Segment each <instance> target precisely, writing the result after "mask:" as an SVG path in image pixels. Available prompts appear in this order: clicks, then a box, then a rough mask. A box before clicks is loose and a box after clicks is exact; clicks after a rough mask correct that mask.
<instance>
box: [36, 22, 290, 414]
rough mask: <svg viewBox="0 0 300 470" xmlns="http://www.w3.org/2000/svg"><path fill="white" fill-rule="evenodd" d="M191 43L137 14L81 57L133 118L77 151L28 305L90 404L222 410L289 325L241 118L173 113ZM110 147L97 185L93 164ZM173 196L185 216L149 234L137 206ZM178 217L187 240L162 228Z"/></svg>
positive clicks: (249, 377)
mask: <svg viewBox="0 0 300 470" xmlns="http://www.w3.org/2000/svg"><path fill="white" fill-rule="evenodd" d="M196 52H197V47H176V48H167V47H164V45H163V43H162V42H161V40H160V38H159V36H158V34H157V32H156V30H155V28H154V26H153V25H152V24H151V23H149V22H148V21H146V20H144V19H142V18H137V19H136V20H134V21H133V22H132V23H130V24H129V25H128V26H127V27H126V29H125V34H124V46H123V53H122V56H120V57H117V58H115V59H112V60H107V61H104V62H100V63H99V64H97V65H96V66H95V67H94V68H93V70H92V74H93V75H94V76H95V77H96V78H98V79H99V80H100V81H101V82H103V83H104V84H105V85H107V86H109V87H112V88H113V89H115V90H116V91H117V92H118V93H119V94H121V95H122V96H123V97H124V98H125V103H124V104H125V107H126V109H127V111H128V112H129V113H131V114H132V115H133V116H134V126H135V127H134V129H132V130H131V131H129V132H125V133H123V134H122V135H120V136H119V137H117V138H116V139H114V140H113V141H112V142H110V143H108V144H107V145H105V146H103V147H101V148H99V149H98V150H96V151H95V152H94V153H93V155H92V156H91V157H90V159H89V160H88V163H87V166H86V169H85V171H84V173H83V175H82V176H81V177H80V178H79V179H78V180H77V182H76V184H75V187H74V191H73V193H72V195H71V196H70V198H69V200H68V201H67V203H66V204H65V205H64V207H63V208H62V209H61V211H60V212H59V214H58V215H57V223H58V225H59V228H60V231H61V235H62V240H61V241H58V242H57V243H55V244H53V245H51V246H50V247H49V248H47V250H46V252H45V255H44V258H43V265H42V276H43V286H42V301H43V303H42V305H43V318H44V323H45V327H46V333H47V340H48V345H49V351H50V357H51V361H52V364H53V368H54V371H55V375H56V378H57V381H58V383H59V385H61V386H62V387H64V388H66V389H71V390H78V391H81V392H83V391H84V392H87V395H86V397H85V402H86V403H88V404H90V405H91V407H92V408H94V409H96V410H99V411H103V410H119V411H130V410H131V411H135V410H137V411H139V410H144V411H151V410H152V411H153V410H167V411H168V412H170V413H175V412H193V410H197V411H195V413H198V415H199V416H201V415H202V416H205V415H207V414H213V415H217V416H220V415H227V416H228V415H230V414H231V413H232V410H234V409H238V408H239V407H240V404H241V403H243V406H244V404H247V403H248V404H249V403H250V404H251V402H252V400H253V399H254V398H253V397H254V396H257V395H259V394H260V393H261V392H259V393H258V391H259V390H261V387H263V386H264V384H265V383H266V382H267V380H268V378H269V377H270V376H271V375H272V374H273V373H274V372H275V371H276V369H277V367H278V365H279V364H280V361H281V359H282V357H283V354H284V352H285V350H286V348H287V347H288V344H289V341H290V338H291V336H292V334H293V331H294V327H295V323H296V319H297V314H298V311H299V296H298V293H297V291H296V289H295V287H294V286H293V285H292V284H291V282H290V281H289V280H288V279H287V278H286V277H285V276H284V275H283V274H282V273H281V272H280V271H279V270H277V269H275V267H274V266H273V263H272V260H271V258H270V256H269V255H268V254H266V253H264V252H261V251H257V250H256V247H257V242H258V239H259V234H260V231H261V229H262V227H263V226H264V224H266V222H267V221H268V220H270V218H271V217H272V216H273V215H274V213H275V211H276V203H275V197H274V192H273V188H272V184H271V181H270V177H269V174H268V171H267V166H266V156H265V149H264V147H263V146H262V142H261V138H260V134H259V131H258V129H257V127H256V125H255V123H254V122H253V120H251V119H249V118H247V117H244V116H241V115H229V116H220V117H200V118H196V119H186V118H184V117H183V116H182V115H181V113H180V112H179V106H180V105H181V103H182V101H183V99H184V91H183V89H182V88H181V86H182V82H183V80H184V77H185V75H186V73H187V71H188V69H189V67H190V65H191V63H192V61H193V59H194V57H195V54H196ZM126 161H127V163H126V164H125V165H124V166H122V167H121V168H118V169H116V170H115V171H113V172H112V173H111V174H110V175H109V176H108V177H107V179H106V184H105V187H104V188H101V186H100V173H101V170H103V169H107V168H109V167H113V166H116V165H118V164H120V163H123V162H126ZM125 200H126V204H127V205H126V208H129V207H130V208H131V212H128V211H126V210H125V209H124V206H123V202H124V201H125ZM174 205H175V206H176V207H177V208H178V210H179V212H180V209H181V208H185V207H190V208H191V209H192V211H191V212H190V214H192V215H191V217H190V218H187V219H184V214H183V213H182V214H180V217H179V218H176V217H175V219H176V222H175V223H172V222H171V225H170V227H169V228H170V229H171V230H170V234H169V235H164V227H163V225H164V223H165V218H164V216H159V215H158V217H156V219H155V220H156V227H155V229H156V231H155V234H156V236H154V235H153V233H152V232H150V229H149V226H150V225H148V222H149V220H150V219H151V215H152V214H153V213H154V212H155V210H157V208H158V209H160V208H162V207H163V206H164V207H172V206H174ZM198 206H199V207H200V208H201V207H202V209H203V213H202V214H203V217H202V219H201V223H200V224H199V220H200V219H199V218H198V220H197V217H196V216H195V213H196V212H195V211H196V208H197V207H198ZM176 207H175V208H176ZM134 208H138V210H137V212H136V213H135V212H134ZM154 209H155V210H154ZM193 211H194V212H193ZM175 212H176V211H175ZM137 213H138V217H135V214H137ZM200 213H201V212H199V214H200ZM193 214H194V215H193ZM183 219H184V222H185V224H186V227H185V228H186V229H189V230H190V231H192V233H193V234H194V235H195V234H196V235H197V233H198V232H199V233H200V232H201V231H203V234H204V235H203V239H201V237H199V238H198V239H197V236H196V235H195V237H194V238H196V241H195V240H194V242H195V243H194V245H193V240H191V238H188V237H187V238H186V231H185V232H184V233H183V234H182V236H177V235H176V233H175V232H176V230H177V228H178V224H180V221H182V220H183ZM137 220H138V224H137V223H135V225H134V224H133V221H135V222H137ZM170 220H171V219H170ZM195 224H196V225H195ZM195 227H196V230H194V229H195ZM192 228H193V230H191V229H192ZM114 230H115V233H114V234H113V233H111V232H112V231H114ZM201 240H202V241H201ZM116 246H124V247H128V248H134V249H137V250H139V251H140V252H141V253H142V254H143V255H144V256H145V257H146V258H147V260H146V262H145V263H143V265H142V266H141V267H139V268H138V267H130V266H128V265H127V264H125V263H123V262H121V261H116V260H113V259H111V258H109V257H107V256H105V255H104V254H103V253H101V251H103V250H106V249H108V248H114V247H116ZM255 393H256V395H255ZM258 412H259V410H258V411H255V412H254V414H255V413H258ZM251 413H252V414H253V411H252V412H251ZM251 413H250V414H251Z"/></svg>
##############################
Recast all of the material above as a Markdown table with the columns "Row" and "Line", giving each non-blank line its own numbered row.

| Row | Line |
|---|---|
| 1 | Segment each <instance> target precisely, writing the result after "mask:" as an SVG path in image pixels. Available prompts appear in this order: clicks, then a box, then a rough mask. A box before clicks is loose and a box after clicks is exact; clicks after a rough mask correct that mask. |
| 2 | <instance> |
| 3 | box: [36, 22, 290, 414] |
| 4 | rough mask: <svg viewBox="0 0 300 470" xmlns="http://www.w3.org/2000/svg"><path fill="white" fill-rule="evenodd" d="M191 43L137 14L81 57L133 118L77 151L28 305L90 404L222 410L289 325L241 118L173 113ZM110 147L97 185L93 164ZM173 196L185 216L149 234L137 206ZM178 217L187 240L162 228Z"/></svg> |
| 5 | positive clicks: (249, 377) |
| 6 | mask: <svg viewBox="0 0 300 470" xmlns="http://www.w3.org/2000/svg"><path fill="white" fill-rule="evenodd" d="M196 52H197V47H176V48H167V47H164V45H163V43H162V42H161V40H160V38H159V36H158V34H157V32H156V30H155V28H154V26H153V25H152V24H151V23H149V22H148V21H146V20H144V19H142V18H137V19H136V20H134V21H133V22H132V23H130V24H129V25H128V26H127V27H126V29H125V34H124V46H123V53H122V56H120V57H117V58H115V59H112V60H107V61H104V62H100V63H99V64H97V65H96V66H95V67H94V68H93V70H92V74H93V75H94V76H95V77H96V78H98V79H99V80H100V81H101V82H103V83H104V84H105V85H107V86H109V87H112V88H113V89H115V90H116V91H117V92H118V93H119V94H121V95H122V96H123V97H124V98H125V103H124V104H125V107H126V109H127V111H128V112H129V113H131V114H132V115H133V116H134V126H135V127H134V129H132V130H131V131H129V132H125V133H123V134H122V135H120V136H119V137H117V138H116V139H114V140H113V141H112V142H110V143H108V144H107V145H105V146H103V147H101V148H99V149H98V150H96V151H95V152H94V153H93V155H92V156H91V157H90V159H89V160H88V163H87V166H86V169H85V171H84V173H83V175H82V176H81V177H80V178H79V179H78V180H77V182H76V184H75V187H74V191H73V193H72V195H71V196H70V198H69V200H68V201H67V203H66V204H65V205H64V207H63V208H62V209H61V211H60V212H59V214H58V215H57V223H58V225H59V228H60V231H61V235H62V240H61V241H58V242H57V243H55V244H53V245H51V246H50V247H49V248H47V250H46V252H45V255H44V258H43V265H42V276H43V286H42V301H43V303H42V305H43V318H44V323H45V327H46V333H47V340H48V345H49V351H50V357H51V361H52V364H53V368H54V371H55V375H56V378H57V381H58V383H59V385H61V386H62V387H64V388H66V389H71V390H78V391H81V392H83V391H84V392H87V395H86V397H85V402H86V403H88V404H90V405H91V407H92V408H94V409H96V410H99V411H103V410H119V411H130V410H131V411H135V410H137V411H139V410H144V411H151V410H152V411H153V410H167V411H168V412H170V413H175V412H193V410H197V411H195V413H198V415H199V416H201V415H202V416H205V415H207V414H213V415H217V416H220V415H227V416H228V415H230V414H231V413H232V410H234V409H238V408H239V407H240V404H241V403H243V406H244V404H247V403H248V404H249V403H250V404H251V402H252V400H253V399H254V398H253V397H254V396H257V395H259V394H260V393H261V392H259V393H258V391H259V390H261V387H263V386H264V384H265V383H266V382H267V380H268V378H269V377H270V376H271V375H272V374H273V373H274V372H275V371H276V369H277V367H278V365H279V364H280V361H281V359H282V357H283V354H284V352H285V350H286V348H287V347H288V344H289V341H290V338H291V336H292V334H293V331H294V327H295V323H296V319H297V314H298V311H299V296H298V293H297V291H296V289H295V287H294V286H293V285H292V284H291V282H290V281H289V280H288V279H287V278H286V277H285V276H284V275H283V274H282V273H281V272H280V271H279V270H277V269H275V267H274V266H273V263H272V260H271V258H270V256H269V255H268V254H266V253H264V252H261V251H257V250H256V247H257V242H258V239H259V234H260V231H261V229H262V227H263V226H264V224H266V222H267V221H268V220H270V218H271V217H272V216H273V215H274V213H275V211H276V203H275V197H274V192H273V188H272V184H271V181H270V177H269V174H268V171H267V166H266V156H265V149H264V147H263V146H262V142H261V138H260V134H259V131H258V129H257V127H256V125H255V123H254V122H253V120H251V119H249V118H247V117H244V116H241V115H229V116H220V117H200V118H196V119H186V118H184V117H183V116H182V115H181V113H180V112H179V106H180V105H181V103H182V101H183V99H184V91H183V89H182V88H181V86H182V82H183V80H184V77H185V75H186V73H187V71H188V69H189V67H190V65H191V63H192V61H193V59H194V57H195V54H196ZM126 161H127V163H126V164H125V165H124V166H122V167H121V168H118V169H116V170H115V171H113V172H112V173H111V174H110V175H109V176H108V177H107V179H106V184H105V187H104V188H101V186H100V173H101V170H103V169H107V168H109V167H113V166H116V165H118V164H120V163H123V162H126ZM125 200H126V204H127V205H126V208H129V207H130V208H131V212H128V211H126V210H125V209H124V206H123V202H124V201H125ZM174 205H175V206H176V207H177V208H178V210H179V212H180V209H181V208H185V207H190V208H191V209H192V211H191V212H190V214H192V215H191V217H190V218H187V219H184V214H183V213H182V214H180V217H179V218H176V217H175V219H176V222H175V223H172V222H171V225H170V227H169V228H170V229H171V230H170V234H169V235H164V227H163V225H164V223H165V218H164V216H159V215H158V217H156V219H155V220H156V227H155V229H156V231H155V234H156V236H154V235H153V233H152V232H150V229H149V226H150V225H148V222H149V220H150V219H151V215H152V214H153V213H154V212H155V210H157V208H158V209H160V208H162V207H163V206H164V207H172V206H174ZM198 206H199V207H200V208H201V207H202V209H203V213H202V214H203V217H202V219H201V223H200V224H199V220H200V219H199V218H198V220H197V217H196V216H195V213H196V212H195V211H196V208H197V207H198ZM176 207H175V208H176ZM134 208H138V210H137V212H136V213H135V212H134ZM154 209H155V210H154ZM193 211H194V212H193ZM175 212H176V211H175ZM137 213H138V217H135V214H137ZM200 213H201V212H199V214H200ZM193 214H194V215H193ZM183 219H184V222H185V224H186V227H185V228H186V229H189V230H190V231H192V233H193V234H194V235H195V234H196V235H197V233H198V232H199V233H200V232H201V231H203V234H204V235H203V239H201V237H199V238H198V239H197V236H196V235H195V237H194V238H196V241H195V240H194V242H195V243H194V245H193V240H191V238H188V237H187V238H186V231H185V232H184V233H183V234H182V236H177V235H176V233H175V232H176V230H177V228H178V224H180V221H182V220H183ZM137 220H138V224H137V223H135V225H134V224H133V221H135V222H137ZM170 220H171V219H170ZM195 224H196V225H195ZM195 227H196V230H194V229H195ZM192 228H193V230H191V229H192ZM114 230H115V233H114V234H113V233H111V232H112V231H114ZM201 240H202V241H201ZM116 246H124V247H128V248H134V249H137V250H139V251H140V252H141V253H142V254H143V255H144V256H145V257H146V258H147V260H146V262H145V263H143V265H142V266H141V267H139V268H138V267H130V266H128V265H127V264H125V263H123V262H121V261H116V260H113V259H111V258H109V257H107V256H105V255H104V254H103V253H101V251H103V250H106V249H108V248H114V247H116ZM255 393H256V395H255ZM258 412H259V410H258V411H255V412H254V414H255V413H258ZM251 413H252V414H253V411H252V412H251ZM251 413H250V414H251Z"/></svg> |